#### What you will do
Repeat each record below exactly as given.

=== Begin Enclosure ===

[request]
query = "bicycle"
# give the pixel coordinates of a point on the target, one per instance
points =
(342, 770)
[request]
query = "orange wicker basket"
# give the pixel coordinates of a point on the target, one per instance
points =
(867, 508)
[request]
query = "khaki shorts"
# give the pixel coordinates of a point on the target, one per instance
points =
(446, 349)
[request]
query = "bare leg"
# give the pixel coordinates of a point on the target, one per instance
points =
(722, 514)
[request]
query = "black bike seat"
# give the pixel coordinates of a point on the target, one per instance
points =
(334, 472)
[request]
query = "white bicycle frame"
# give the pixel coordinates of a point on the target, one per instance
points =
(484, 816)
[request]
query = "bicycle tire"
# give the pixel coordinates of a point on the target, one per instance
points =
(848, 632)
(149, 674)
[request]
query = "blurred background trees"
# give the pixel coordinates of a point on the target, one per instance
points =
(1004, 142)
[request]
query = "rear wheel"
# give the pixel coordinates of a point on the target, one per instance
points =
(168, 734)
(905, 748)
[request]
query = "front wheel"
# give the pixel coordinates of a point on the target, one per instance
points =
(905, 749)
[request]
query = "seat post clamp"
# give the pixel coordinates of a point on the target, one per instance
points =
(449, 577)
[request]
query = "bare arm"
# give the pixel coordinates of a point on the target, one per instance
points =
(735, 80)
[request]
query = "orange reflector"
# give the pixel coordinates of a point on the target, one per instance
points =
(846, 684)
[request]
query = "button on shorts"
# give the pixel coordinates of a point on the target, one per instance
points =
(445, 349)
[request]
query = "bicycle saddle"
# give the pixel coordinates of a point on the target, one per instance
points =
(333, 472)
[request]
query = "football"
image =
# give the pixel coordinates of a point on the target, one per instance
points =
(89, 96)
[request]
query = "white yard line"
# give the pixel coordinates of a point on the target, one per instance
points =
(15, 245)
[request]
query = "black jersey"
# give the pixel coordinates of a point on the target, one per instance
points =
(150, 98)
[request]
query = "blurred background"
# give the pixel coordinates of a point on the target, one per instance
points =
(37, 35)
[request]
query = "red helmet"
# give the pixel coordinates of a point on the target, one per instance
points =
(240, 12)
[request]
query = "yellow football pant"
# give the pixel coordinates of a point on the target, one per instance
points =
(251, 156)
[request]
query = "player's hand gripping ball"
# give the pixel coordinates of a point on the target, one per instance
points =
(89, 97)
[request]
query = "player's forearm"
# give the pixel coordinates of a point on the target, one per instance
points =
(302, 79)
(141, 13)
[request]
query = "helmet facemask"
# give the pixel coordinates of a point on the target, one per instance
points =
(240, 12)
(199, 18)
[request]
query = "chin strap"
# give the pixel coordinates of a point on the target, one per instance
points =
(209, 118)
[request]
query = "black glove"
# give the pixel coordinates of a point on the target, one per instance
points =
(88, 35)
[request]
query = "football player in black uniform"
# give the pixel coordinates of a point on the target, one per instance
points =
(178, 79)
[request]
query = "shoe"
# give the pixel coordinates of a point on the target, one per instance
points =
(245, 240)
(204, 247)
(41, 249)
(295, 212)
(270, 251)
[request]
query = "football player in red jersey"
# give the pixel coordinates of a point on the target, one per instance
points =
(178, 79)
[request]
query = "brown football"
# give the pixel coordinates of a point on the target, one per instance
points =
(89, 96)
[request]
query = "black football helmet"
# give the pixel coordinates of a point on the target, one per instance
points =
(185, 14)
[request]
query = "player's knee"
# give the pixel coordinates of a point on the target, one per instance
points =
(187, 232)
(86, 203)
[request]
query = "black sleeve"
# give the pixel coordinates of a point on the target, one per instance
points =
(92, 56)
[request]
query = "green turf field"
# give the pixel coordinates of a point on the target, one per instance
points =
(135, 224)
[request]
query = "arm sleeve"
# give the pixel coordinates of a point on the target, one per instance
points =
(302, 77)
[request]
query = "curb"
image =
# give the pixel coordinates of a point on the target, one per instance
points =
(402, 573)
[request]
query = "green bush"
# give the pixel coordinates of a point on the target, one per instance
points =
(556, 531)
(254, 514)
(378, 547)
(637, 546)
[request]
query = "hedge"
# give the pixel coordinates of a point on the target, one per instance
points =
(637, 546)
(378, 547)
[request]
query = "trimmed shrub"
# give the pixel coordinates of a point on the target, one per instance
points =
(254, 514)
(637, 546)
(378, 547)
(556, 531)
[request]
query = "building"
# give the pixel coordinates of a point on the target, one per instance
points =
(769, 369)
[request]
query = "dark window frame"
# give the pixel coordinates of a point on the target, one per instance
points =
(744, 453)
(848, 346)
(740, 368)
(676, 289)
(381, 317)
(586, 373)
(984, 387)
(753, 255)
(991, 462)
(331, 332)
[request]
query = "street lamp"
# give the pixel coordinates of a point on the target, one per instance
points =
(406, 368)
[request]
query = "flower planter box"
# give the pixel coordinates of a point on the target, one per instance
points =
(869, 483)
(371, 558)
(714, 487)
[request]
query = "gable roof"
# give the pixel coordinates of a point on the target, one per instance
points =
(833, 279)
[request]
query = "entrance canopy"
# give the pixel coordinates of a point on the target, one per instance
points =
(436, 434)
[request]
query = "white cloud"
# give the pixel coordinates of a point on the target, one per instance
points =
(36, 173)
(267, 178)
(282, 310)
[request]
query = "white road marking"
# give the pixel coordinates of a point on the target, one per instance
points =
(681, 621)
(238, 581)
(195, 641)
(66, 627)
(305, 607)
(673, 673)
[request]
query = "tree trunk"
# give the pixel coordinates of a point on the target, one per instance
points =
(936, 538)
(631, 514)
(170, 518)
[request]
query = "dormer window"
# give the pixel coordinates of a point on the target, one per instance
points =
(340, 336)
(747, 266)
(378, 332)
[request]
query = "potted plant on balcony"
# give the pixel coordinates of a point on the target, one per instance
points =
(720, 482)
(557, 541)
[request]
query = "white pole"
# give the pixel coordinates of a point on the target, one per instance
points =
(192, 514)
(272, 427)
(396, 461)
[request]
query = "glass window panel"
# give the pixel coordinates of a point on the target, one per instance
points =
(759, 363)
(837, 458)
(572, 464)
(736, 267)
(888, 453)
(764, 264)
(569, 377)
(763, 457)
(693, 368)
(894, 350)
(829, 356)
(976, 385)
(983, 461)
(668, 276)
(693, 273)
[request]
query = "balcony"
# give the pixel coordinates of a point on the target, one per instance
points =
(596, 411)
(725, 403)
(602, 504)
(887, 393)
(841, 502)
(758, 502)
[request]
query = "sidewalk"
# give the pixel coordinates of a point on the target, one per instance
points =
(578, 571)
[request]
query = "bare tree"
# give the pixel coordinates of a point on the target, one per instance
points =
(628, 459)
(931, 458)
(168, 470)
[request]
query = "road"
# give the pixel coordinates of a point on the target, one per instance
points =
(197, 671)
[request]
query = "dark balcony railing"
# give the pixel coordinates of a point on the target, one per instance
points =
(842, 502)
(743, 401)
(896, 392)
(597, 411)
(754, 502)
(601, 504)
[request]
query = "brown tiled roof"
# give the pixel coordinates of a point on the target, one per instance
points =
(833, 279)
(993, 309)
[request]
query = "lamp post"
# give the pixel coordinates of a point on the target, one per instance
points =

=== End Enclosure ===

#### Answer to this exercise
[request]
query = "bicycle"
# give the pixel coordinates of a point on the target, one per instance
points =
(342, 770)
[request]
query = "orange wicker basket"
# give the pixel coordinates of a point on the target, one per instance
points =
(867, 508)
[request]
query = "khaki shorts"
# give the pixel coordinates of a point on the target, one per instance
points =
(446, 349)
[request]
query = "bare leg"
# give the pixel coordinates of a point on the target, one per instance
points =
(722, 514)
[request]
query = "black bike seat"
# give the pixel coordinates of a point on the target, one per instance
points =
(334, 472)
[request]
query = "white bicycle frame"
# give the pixel coordinates of a point on the target, one per instance
points =
(484, 816)
[request]
query = "bicycle tire"
# give the pixel coordinates of a point on the target, one per instance
points =
(848, 632)
(149, 674)
[request]
query = "blurred background trees"
# give the pixel coordinates of a point on the target, one per instance
points =
(1004, 142)
[request]
query = "rear wheel"
# give the pixel coordinates of a point on the target, one per instance
points =
(168, 734)
(905, 748)
[request]
query = "front wheel"
# give the pixel coordinates of a point on the target, one per instance
points =
(905, 749)
[request]
query = "seat post clamp"
# give the pixel coordinates of a point on the target, one per instance
points =
(449, 577)
[request]
query = "bare arm"
# give the pixel coordinates of a point on the target, one per instance
points =
(735, 80)
[request]
query = "orange reflector"
# give the pixel coordinates of a point on the target, one per instance
points =
(846, 684)
[request]
query = "button on shorts"
# give the pixel coordinates of a point on the target, one per instance
points =
(445, 349)
[request]
query = "bicycle saddle"
# give the pixel coordinates of a point on the target, one per instance
points =
(333, 472)
[request]
query = "football"
image =
# give the pixel coordinates of a point on the target, one per instance
points =
(89, 96)
[request]
query = "white yard line"
# give the pixel coordinates of a point on the target, one per instance
points =
(15, 245)
[request]
query = "black jersey"
# give the pixel coordinates of a point on the target, one per instance
points =
(150, 98)
[request]
query = "blurred background"
# give the pixel coordinates of a point on the target, one per instance
points =
(37, 35)
[request]
query = "red helmet"
# give the pixel coordinates of a point on the target, one per instance
points =
(240, 12)
[request]
query = "yellow football pant"
# give the pixel coordinates of a point on the target, one per instance
points =
(251, 156)
[request]
query = "player's hand gripping ball"
# give the pixel coordinates of a point on the target, one per instance
points =
(89, 97)
[request]
query = "player's forearm"
# give the pixel coordinates of a point on the target, one per instance
points =
(302, 79)
(141, 13)
[request]
query = "helmet facemask"
# give the pixel coordinates of a point on the target, one per instance
points =
(240, 12)
(199, 18)
[request]
query = "chin strap"
# give the pixel coordinates of a point on the target, one per instance
points =
(209, 118)
[request]
query = "black glove"
# give the pixel coordinates of a point on the target, one per instance
points =
(88, 35)
[request]
query = "football player in black uniform"
# give the pixel coordinates of a point on the target, one per instance
points =
(178, 79)
[request]
query = "shoe"
# give the pixel coordinates of a point on the target, one per instance
points =
(245, 240)
(204, 247)
(41, 249)
(295, 212)
(270, 251)
[request]
query = "football player in red jersey"
# give the pixel coordinates of a point on the target, one per instance
points =
(178, 79)
[request]
query = "brown football"
# give the pixel coordinates of a point on the target, one per instance
points =
(89, 96)
[request]
query = "black football helmet"
# give the pixel coordinates of a point on the target, one per instance
points =
(185, 14)
[request]
query = "player's knee"
# give the pixel coordinates of a point on the target, one per instance
points =
(187, 232)
(86, 203)
[request]
query = "black sleeve"
# give the pixel coordinates of a point on the target, one per instance
points =
(92, 56)
[request]
query = "green turf field"
# give the pixel coordinates of a point on the target, one per instance
points =
(135, 224)
[request]
query = "arm sleeve"
# give the pixel coordinates of a point on the target, one per instance
points =
(302, 77)
[request]
query = "curb"
image =
# give the pixel coordinates of a point on the target, one per instance
points =
(402, 573)
[request]
query = "green bush"
# give the pixel coordinates of a point on the target, one per instance
points =
(556, 531)
(254, 514)
(378, 547)
(637, 546)
[request]
query = "hedge"
# give the pixel coordinates of a point on the target, one per instance
points =
(637, 546)
(378, 547)
[request]
query = "trimmed shrub"
# give the pixel coordinates of a point on the target, one per instance
points =
(254, 514)
(637, 546)
(378, 547)
(556, 531)
[request]
query = "building"
# give the pixel coordinates of a point on the target, one per instance
points =
(769, 369)
[request]
query = "dark window frame"
# give the pixel coordinates of a point on the target, one per instance
points =
(744, 453)
(848, 346)
(740, 368)
(676, 289)
(381, 317)
(586, 373)
(984, 387)
(753, 255)
(991, 462)
(331, 332)
[request]
query = "street lamp"
# give the pixel coordinates of a point on the target, one per instance
points =
(406, 368)
[request]
query = "flower planter box"
# give the pixel coordinates of a point on the target, one per instance
points =
(869, 483)
(371, 558)
(714, 487)
[request]
query = "gable roof"
# give the pixel coordinates of a point on the target, one per instance
points =
(833, 279)
[request]
query = "entrance canopy"
# give the pixel coordinates of a point on the target, one per instance
points =
(436, 434)
[request]
query = "white cloud"
# give the pixel coordinates of a point on the target, one per instance
points =
(36, 173)
(267, 178)
(282, 310)
[request]
query = "white road marking"
# give the pixel coordinates of a point on the target, one per instance
points =
(681, 621)
(238, 581)
(195, 641)
(66, 627)
(305, 607)
(673, 673)
[request]
query = "tree trunk"
# give the pixel coordinates of a point on the target, one per instance
points =
(936, 538)
(631, 514)
(170, 518)
[request]
query = "dormer window"
# give the pixel coordinates of a point on the target, one per instance
points =
(340, 336)
(747, 266)
(378, 332)
[request]
query = "potted plant on balcony"
# give the pixel coordinates of a point on the target, one per instance
points =
(720, 482)
(557, 541)
[request]
query = "white pole"
# give the pixel coordinates of a point on the target, one per instance
points =
(192, 514)
(272, 427)
(396, 461)
[request]
query = "glass window panel"
# give the pixel coordinates of a point on the target, one per instance
points =
(759, 363)
(837, 458)
(572, 464)
(736, 267)
(888, 453)
(764, 264)
(569, 377)
(763, 457)
(693, 368)
(894, 350)
(829, 356)
(976, 385)
(983, 461)
(668, 276)
(693, 273)
[request]
query = "balcony"
# give the pixel coordinates of a point on the target, one per instance
points =
(596, 411)
(725, 403)
(602, 504)
(887, 393)
(841, 502)
(758, 502)
[request]
query = "sidewalk"
# give the pixel coordinates of a point on the target, one per instance
points =
(578, 571)
[request]
query = "bare tree"
# give the pixel coordinates of a point on the target, one per instance
points =
(628, 459)
(931, 458)
(168, 470)
[request]
query = "road"
# give the pixel coordinates of a point on the target, one per instance
points =
(197, 671)
[request]
query = "dark balcony railing"
# give the pixel coordinates of a point on the target, one per instance
points =
(842, 502)
(743, 401)
(896, 392)
(597, 411)
(754, 502)
(601, 504)
[request]
query = "brown tiled roof"
# give the pixel coordinates of a point on the target, one per instance
points =
(833, 279)
(993, 309)
[request]
query = "lamp post"
# give the pixel coordinates of a point on the target, one per instance
points =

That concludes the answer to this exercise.